#### What is required:
Print the data exactly. Pictures stay out.

(Collected data)
★ ★ ★

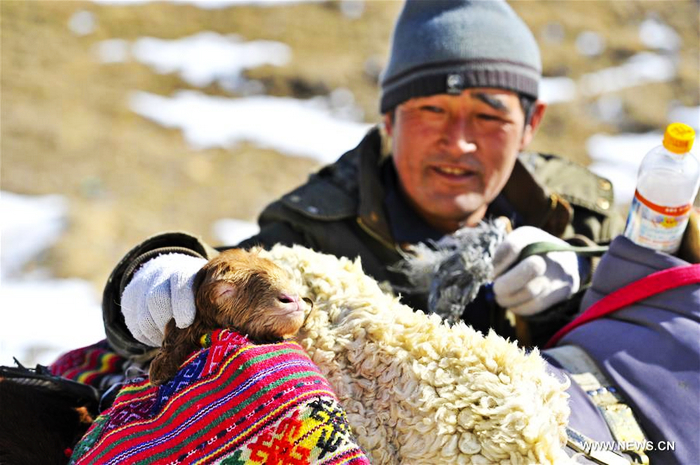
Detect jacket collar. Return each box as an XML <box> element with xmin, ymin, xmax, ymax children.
<box><xmin>500</xmin><ymin>158</ymin><xmax>572</xmax><ymax>237</ymax></box>
<box><xmin>357</xmin><ymin>128</ymin><xmax>395</xmax><ymax>247</ymax></box>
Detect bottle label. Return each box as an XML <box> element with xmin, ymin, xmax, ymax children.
<box><xmin>624</xmin><ymin>190</ymin><xmax>692</xmax><ymax>253</ymax></box>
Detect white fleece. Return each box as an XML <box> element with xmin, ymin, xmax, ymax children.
<box><xmin>261</xmin><ymin>244</ymin><xmax>572</xmax><ymax>465</ymax></box>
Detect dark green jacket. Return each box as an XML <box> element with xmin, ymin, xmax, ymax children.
<box><xmin>104</xmin><ymin>127</ymin><xmax>624</xmax><ymax>358</ymax></box>
<box><xmin>240</xmin><ymin>127</ymin><xmax>622</xmax><ymax>277</ymax></box>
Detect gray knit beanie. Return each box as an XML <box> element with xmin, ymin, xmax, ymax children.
<box><xmin>380</xmin><ymin>0</ymin><xmax>541</xmax><ymax>114</ymax></box>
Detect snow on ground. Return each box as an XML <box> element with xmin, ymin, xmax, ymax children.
<box><xmin>540</xmin><ymin>77</ymin><xmax>577</xmax><ymax>104</ymax></box>
<box><xmin>0</xmin><ymin>191</ymin><xmax>262</xmax><ymax>367</ymax></box>
<box><xmin>93</xmin><ymin>0</ymin><xmax>325</xmax><ymax>8</ymax></box>
<box><xmin>1</xmin><ymin>192</ymin><xmax>68</xmax><ymax>279</ymax></box>
<box><xmin>639</xmin><ymin>16</ymin><xmax>681</xmax><ymax>52</ymax></box>
<box><xmin>68</xmin><ymin>10</ymin><xmax>97</xmax><ymax>36</ymax></box>
<box><xmin>588</xmin><ymin>105</ymin><xmax>699</xmax><ymax>208</ymax></box>
<box><xmin>579</xmin><ymin>52</ymin><xmax>676</xmax><ymax>97</ymax></box>
<box><xmin>539</xmin><ymin>51</ymin><xmax>678</xmax><ymax>104</ymax></box>
<box><xmin>96</xmin><ymin>31</ymin><xmax>372</xmax><ymax>162</ymax></box>
<box><xmin>0</xmin><ymin>279</ymin><xmax>105</xmax><ymax>367</ymax></box>
<box><xmin>537</xmin><ymin>17</ymin><xmax>681</xmax><ymax>105</ymax></box>
<box><xmin>132</xmin><ymin>33</ymin><xmax>290</xmax><ymax>89</ymax></box>
<box><xmin>668</xmin><ymin>105</ymin><xmax>700</xmax><ymax>130</ymax></box>
<box><xmin>587</xmin><ymin>132</ymin><xmax>665</xmax><ymax>208</ymax></box>
<box><xmin>130</xmin><ymin>90</ymin><xmax>371</xmax><ymax>163</ymax></box>
<box><xmin>90</xmin><ymin>26</ymin><xmax>679</xmax><ymax>108</ymax></box>
<box><xmin>575</xmin><ymin>30</ymin><xmax>606</xmax><ymax>57</ymax></box>
<box><xmin>93</xmin><ymin>39</ymin><xmax>130</xmax><ymax>63</ymax></box>
<box><xmin>91</xmin><ymin>0</ymin><xmax>367</xmax><ymax>20</ymax></box>
<box><xmin>0</xmin><ymin>192</ymin><xmax>105</xmax><ymax>366</ymax></box>
<box><xmin>95</xmin><ymin>32</ymin><xmax>291</xmax><ymax>93</ymax></box>
<box><xmin>212</xmin><ymin>218</ymin><xmax>260</xmax><ymax>245</ymax></box>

★ ★ ★

#### Expected answer:
Detect jacket collar. Return each box as an XML <box> element with xmin, ymin, xmax, ymax children.
<box><xmin>500</xmin><ymin>158</ymin><xmax>572</xmax><ymax>237</ymax></box>
<box><xmin>357</xmin><ymin>128</ymin><xmax>395</xmax><ymax>247</ymax></box>
Detect bottle label. Return each box as an XML <box> element with xmin, ymin, xmax, ymax children.
<box><xmin>624</xmin><ymin>190</ymin><xmax>692</xmax><ymax>253</ymax></box>
Detect white fleece. Return each box as an XML <box> element with xmin, ymin, xmax, ymax children.
<box><xmin>261</xmin><ymin>244</ymin><xmax>572</xmax><ymax>465</ymax></box>
Detect dark green jacket. Return each box as an XML <box> element with xmin, ymin, xmax, ymax children.
<box><xmin>104</xmin><ymin>127</ymin><xmax>624</xmax><ymax>358</ymax></box>
<box><xmin>240</xmin><ymin>127</ymin><xmax>622</xmax><ymax>277</ymax></box>
Detect gray knit beanie. Return each box as an XML <box> element with xmin, ymin, xmax, ymax children.
<box><xmin>380</xmin><ymin>0</ymin><xmax>541</xmax><ymax>114</ymax></box>
Detect snow on ground. Return each box as an XML <box> element with xmin, ymin, xmax, ymax children.
<box><xmin>540</xmin><ymin>77</ymin><xmax>577</xmax><ymax>104</ymax></box>
<box><xmin>0</xmin><ymin>191</ymin><xmax>262</xmax><ymax>367</ymax></box>
<box><xmin>93</xmin><ymin>0</ymin><xmax>325</xmax><ymax>8</ymax></box>
<box><xmin>1</xmin><ymin>192</ymin><xmax>68</xmax><ymax>279</ymax></box>
<box><xmin>639</xmin><ymin>16</ymin><xmax>681</xmax><ymax>52</ymax></box>
<box><xmin>68</xmin><ymin>10</ymin><xmax>97</xmax><ymax>36</ymax></box>
<box><xmin>588</xmin><ymin>105</ymin><xmax>699</xmax><ymax>208</ymax></box>
<box><xmin>579</xmin><ymin>52</ymin><xmax>676</xmax><ymax>97</ymax></box>
<box><xmin>539</xmin><ymin>51</ymin><xmax>678</xmax><ymax>104</ymax></box>
<box><xmin>96</xmin><ymin>31</ymin><xmax>372</xmax><ymax>162</ymax></box>
<box><xmin>0</xmin><ymin>279</ymin><xmax>105</xmax><ymax>367</ymax></box>
<box><xmin>537</xmin><ymin>17</ymin><xmax>681</xmax><ymax>105</ymax></box>
<box><xmin>132</xmin><ymin>33</ymin><xmax>290</xmax><ymax>89</ymax></box>
<box><xmin>668</xmin><ymin>105</ymin><xmax>700</xmax><ymax>130</ymax></box>
<box><xmin>587</xmin><ymin>132</ymin><xmax>665</xmax><ymax>208</ymax></box>
<box><xmin>130</xmin><ymin>90</ymin><xmax>371</xmax><ymax>163</ymax></box>
<box><xmin>90</xmin><ymin>26</ymin><xmax>679</xmax><ymax>108</ymax></box>
<box><xmin>575</xmin><ymin>30</ymin><xmax>606</xmax><ymax>57</ymax></box>
<box><xmin>93</xmin><ymin>39</ymin><xmax>130</xmax><ymax>63</ymax></box>
<box><xmin>91</xmin><ymin>0</ymin><xmax>367</xmax><ymax>20</ymax></box>
<box><xmin>0</xmin><ymin>192</ymin><xmax>105</xmax><ymax>366</ymax></box>
<box><xmin>95</xmin><ymin>32</ymin><xmax>291</xmax><ymax>93</ymax></box>
<box><xmin>212</xmin><ymin>218</ymin><xmax>260</xmax><ymax>245</ymax></box>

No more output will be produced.